Task 1 | Count the lines in the entries below that contain the word "tree", and reply with the number alone.

Start of Given text

[Coral-List] To Dennis Hubbard (What agency should list corals under the Endangered)

Douglas Fenner douglasfennertassi at gmail.com
Sat Mar 30 16:49:21 EDT 2013


Summary:

1. Time lines are short in politics, business, fisheries, and particularly
climate change, where the climate will keep changing for centuries and the
damage get worse and worse.

2. Human population is indeed one of the ultimate drivers of environmental
damage.  Another is consumption.  They usually act to multiply each other,
they are not a problem by themselves if the other is zero.

3. Technology is also a major driver.  Although it usually causes increased
problems early in development, late in development it is the way societies
reduce environmental damage without reducing incomes.  By doing so It
increases the standard and quality of living.

4. Developed countries need to have sustainable, stable economies, instead
of endless growth, and we can do that by reducing waste.

End of Given text
Start of Data section

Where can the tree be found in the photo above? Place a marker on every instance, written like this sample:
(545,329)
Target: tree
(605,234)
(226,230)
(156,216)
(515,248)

End of Data section

Task 2 | In the mailing list post above, which two ultimate drivers of environmental damage are named in the second point of the summary?

Right answer 1 | 2

Right answer 2 | Human population and consumption.